*Consigna de trabajo*
Copia todas las entradas siguientes línea por línea, sin alterar ningún carácter.

____________________

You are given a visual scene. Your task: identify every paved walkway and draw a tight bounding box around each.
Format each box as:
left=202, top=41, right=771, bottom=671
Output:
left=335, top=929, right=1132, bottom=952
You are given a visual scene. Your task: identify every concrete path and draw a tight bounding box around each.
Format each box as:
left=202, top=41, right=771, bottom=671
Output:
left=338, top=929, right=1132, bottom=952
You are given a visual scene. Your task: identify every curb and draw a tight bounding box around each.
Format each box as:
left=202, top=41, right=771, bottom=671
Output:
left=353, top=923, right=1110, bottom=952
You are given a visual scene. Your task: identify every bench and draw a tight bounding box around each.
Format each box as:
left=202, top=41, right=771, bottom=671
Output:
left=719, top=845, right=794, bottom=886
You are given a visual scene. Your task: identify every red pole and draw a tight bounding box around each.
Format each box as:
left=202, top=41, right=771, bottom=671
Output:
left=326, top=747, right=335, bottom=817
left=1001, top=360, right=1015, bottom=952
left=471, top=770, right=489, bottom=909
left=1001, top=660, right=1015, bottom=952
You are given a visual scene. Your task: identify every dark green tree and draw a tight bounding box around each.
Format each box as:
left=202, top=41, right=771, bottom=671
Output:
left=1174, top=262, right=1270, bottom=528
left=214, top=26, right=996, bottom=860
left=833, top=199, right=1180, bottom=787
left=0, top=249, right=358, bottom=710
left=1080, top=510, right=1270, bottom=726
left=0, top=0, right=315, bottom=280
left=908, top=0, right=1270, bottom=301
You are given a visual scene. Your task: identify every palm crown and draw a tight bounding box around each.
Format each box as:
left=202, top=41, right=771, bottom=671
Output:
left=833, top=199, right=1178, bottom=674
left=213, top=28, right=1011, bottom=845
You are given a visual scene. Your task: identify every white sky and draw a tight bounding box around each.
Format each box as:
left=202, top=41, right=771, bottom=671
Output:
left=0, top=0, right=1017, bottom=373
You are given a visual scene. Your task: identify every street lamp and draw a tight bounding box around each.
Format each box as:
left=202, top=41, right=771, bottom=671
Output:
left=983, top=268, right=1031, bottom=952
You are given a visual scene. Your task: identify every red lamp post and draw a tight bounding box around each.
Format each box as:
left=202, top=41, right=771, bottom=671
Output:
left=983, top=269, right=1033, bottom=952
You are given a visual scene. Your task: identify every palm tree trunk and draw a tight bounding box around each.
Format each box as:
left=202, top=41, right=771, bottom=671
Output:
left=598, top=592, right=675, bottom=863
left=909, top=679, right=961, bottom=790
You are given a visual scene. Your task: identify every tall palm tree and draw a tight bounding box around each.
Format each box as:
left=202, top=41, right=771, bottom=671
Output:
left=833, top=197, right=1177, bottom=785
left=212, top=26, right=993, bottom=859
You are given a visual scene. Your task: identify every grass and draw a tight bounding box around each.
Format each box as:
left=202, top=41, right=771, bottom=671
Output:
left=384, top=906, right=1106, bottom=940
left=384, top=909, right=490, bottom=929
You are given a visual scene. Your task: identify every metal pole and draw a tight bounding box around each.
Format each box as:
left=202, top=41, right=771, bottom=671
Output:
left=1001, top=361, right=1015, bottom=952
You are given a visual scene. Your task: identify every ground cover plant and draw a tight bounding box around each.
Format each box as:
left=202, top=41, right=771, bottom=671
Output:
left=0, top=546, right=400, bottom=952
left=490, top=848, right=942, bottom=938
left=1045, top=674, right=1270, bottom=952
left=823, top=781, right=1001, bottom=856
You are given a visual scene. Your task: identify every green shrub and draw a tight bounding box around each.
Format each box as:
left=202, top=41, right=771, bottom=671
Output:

____________________

*La respuesta*
You are given a visual scene. Your task: identify every paved walkway and draw a tight bounding box around each.
Format each box as:
left=202, top=41, right=771, bottom=671
Output:
left=335, top=929, right=1132, bottom=952
You are given a visual scene. Your task: identify every concrete path and draw a tight bounding box around each.
Format each box as:
left=202, top=41, right=771, bottom=671
Output:
left=338, top=929, right=1132, bottom=952
You are given a visual scene. Your task: identify every curb and draw a tight bounding box around each.
Format each box as:
left=202, top=41, right=771, bottom=671
Output:
left=353, top=923, right=1110, bottom=952
You are given a visual scene. Your task: identify every bench and draw a tight bounding box around each.
Format each box as:
left=202, top=41, right=771, bottom=671
Output:
left=719, top=845, right=794, bottom=886
You are given a visual scene. Your task: identify every red pole and draw a tight bounding box around each.
Format each box as:
left=202, top=41, right=771, bottom=671
Output:
left=326, top=747, right=335, bottom=817
left=1001, top=360, right=1015, bottom=952
left=471, top=770, right=489, bottom=909
left=1001, top=660, right=1015, bottom=952
You are given a visual scene. Your task: identify every dark green tree and draw a tight bounding box around each.
Format each box as:
left=202, top=41, right=771, bottom=671
Output:
left=1174, top=262, right=1270, bottom=528
left=214, top=26, right=996, bottom=860
left=833, top=199, right=1180, bottom=787
left=0, top=249, right=358, bottom=710
left=1080, top=510, right=1270, bottom=726
left=0, top=0, right=315, bottom=280
left=908, top=0, right=1270, bottom=301
You are given a visual scene. Your task: identify every palm crown and draw a tight bounding box around each.
Format each box as:
left=202, top=41, right=771, bottom=671
Output:
left=833, top=199, right=1178, bottom=674
left=213, top=28, right=1011, bottom=845
You are given a visual scene. Your task: identify every white sky and draw a tight bounding box around each.
Format each box as:
left=202, top=41, right=771, bottom=671
Output:
left=0, top=0, right=1017, bottom=373
You are given a visual scene. Your task: identify every street lamp and draw a tight bounding box around each.
Format each box as:
left=202, top=41, right=771, bottom=671
Output:
left=983, top=268, right=1031, bottom=952
You are given a visual scene. Your task: identify every red lamp post and draw a tight bounding box around each.
Format each box as:
left=202, top=41, right=771, bottom=671
Output:
left=983, top=269, right=1033, bottom=952
You are given a visual scene. Your task: identify every palm tree trunk and draw a tight bounding box around each.
Format each box as:
left=202, top=41, right=771, bottom=671
Output:
left=598, top=592, right=675, bottom=863
left=909, top=679, right=961, bottom=790
You are given a visual scene. Your task: identify every tall palm tree and draw a tight bounding box around each.
Format each box as:
left=202, top=41, right=771, bottom=671
Output:
left=833, top=197, right=1177, bottom=785
left=212, top=26, right=993, bottom=859
You are given a visual scene. Your task: identify every grass and draw a tight bounding box around each.
Format each box as:
left=202, top=41, right=771, bottom=671
Output:
left=384, top=906, right=1106, bottom=940
left=384, top=909, right=490, bottom=929
You are given a visual scene. Your task: identify every metal pole and draw a tight bounding box around each.
Format each box as:
left=202, top=41, right=771, bottom=671
Output:
left=1001, top=361, right=1015, bottom=952
You are given a visual scene. Your task: identify every ground cover plant and draw a tight bounding box around each.
Format each box as:
left=202, top=41, right=771, bottom=671
Output:
left=0, top=546, right=400, bottom=952
left=490, top=848, right=942, bottom=938
left=1045, top=674, right=1270, bottom=952
left=823, top=781, right=1001, bottom=856
You are given a visual scene. Your task: identify every green shrub and draw a tight bounding box around each.
Format each box as:
left=202, top=41, right=771, bottom=671
Output:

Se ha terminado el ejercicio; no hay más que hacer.